Exercise aim:
Rewrite the stretch from the start of the entries below through the line that contains "point(72, 90)", requests included, shifting every coordinate in the answers up by 106. Leave the pictures out of your answer.

####

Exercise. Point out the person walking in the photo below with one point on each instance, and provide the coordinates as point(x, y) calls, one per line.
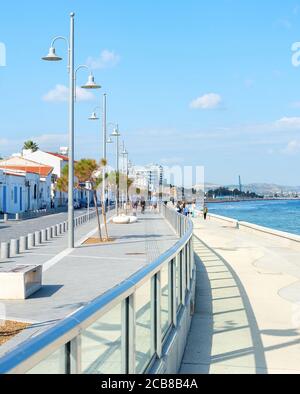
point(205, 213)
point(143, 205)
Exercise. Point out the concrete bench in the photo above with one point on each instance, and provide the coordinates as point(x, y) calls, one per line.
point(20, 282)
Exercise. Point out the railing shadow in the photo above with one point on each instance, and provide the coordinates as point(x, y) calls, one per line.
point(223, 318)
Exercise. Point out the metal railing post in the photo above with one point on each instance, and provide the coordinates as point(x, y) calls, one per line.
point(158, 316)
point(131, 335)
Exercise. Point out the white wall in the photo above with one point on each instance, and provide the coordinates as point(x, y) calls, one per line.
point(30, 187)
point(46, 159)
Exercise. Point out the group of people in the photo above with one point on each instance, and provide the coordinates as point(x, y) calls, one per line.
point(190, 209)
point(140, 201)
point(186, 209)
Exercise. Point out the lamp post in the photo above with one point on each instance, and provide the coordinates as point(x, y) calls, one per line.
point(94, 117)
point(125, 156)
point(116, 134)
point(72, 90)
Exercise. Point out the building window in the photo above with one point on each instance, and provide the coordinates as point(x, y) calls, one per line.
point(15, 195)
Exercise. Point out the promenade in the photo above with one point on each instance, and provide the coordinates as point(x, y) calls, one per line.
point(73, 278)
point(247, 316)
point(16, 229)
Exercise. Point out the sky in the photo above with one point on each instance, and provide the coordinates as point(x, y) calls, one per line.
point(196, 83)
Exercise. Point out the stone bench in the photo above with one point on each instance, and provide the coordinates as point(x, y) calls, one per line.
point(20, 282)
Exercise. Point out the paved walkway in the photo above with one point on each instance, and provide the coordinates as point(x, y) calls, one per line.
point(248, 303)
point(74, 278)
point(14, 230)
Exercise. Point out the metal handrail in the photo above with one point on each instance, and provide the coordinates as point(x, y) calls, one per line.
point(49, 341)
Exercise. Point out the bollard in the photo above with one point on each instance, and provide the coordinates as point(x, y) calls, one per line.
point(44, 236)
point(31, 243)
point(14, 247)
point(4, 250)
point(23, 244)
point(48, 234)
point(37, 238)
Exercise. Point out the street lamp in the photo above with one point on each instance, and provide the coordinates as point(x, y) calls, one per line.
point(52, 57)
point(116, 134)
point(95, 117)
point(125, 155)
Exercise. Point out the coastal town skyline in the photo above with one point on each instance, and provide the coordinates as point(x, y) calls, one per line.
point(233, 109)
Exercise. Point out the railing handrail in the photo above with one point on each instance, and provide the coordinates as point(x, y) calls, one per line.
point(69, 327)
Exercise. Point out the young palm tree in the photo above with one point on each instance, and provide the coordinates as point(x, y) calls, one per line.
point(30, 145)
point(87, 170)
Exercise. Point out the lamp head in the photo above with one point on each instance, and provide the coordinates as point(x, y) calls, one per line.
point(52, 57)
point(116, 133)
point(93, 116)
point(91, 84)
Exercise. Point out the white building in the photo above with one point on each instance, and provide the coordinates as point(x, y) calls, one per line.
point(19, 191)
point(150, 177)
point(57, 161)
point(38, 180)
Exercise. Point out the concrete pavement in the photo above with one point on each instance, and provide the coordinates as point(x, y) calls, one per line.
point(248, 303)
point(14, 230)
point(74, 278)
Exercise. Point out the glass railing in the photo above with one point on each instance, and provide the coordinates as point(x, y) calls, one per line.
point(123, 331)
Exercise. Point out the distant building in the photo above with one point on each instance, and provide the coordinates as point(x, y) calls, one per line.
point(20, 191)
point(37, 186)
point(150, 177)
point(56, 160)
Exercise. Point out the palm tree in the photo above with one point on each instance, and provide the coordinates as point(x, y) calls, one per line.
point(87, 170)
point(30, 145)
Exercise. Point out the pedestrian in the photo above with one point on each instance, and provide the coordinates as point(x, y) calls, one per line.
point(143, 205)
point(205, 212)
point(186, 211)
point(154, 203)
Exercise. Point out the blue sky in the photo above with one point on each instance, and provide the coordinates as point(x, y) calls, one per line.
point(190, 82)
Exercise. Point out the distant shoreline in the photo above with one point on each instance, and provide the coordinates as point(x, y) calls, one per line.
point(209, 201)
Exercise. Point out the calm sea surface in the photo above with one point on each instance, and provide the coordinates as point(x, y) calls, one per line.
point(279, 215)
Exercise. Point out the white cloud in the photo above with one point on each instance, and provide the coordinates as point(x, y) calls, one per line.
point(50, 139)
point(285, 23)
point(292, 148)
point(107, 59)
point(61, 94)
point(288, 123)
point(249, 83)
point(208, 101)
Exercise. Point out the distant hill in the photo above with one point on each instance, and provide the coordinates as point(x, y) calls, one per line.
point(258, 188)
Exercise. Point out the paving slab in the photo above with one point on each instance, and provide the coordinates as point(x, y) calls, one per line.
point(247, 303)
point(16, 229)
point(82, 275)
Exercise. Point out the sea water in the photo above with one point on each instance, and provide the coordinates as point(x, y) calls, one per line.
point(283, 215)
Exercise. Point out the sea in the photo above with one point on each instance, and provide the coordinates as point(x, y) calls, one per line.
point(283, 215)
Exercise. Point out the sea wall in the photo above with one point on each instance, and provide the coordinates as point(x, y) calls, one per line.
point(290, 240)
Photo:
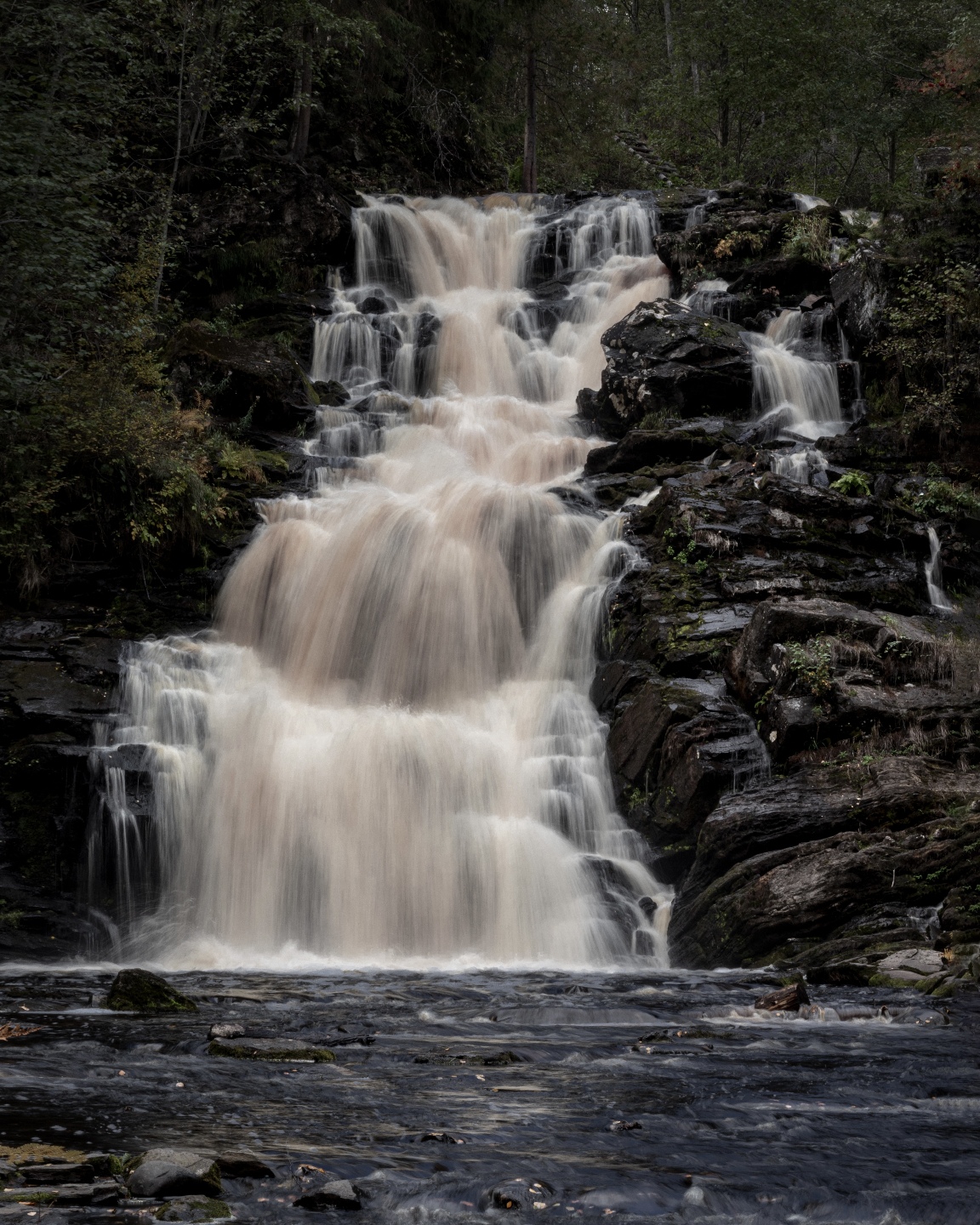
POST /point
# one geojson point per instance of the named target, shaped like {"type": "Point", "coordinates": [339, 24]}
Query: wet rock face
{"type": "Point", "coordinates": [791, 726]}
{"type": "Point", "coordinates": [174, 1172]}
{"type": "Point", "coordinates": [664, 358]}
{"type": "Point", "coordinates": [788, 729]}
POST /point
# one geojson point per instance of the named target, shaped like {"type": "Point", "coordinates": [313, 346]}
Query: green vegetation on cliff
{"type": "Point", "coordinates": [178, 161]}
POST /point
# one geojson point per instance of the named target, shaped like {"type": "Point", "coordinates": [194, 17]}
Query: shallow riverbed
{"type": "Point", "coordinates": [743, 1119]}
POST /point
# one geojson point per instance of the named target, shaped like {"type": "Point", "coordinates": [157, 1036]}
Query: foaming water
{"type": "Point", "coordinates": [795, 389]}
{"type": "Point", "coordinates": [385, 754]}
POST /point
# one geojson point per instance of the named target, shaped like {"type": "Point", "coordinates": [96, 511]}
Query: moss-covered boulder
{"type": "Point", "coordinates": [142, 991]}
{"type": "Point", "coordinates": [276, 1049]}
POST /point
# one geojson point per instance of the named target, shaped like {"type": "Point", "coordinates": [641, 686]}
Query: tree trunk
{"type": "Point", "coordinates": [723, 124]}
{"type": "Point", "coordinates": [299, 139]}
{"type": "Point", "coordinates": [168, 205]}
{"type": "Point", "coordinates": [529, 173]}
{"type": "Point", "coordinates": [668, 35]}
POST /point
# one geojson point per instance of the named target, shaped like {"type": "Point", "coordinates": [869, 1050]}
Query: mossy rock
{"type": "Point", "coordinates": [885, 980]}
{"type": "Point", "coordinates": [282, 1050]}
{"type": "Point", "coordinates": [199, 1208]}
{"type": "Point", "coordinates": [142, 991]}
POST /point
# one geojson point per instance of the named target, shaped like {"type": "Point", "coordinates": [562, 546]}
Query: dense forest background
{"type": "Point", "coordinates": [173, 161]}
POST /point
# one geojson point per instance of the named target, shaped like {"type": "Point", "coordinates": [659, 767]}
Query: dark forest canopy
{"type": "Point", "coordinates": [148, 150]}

####

Exercise result:
Exercise. Point out the person walking in the photo below with one point on each instance, and provide the coordinates as point(x, y) calls, one per line.
point(311, 319)
point(249, 311)
Exercise. Point out the concrete bench in the photo above with one point on each instance, and provide the coordinates as point(x, y) calls, one per line.
point(126, 388)
Exercise. Point out the railing shadow in the photo above with one point on each instance, and provide the coordinates as point(x, y) calls, one per line.
point(329, 424)
Exercise. Point out the metal railing post in the photo above with one point on each instance, and provide the coordinates as point(x, y) calls, one per line.
point(264, 422)
point(237, 441)
Exercise. Point out the white wall in the photo above with one point on each instance, and provide the coordinates as point(x, y) calls, one per line.
point(136, 293)
point(152, 265)
Exercise. Point out the group of people in the photo above with one point on each instance, and provide the coordinates as point(x, y) calls, one per line.
point(296, 315)
point(246, 307)
point(292, 315)
Exercise. Point out the lamp post in the photo above with one point on each instance, and provide the coordinates as point(x, y) calls, one per line.
point(200, 223)
point(231, 262)
point(222, 240)
point(178, 196)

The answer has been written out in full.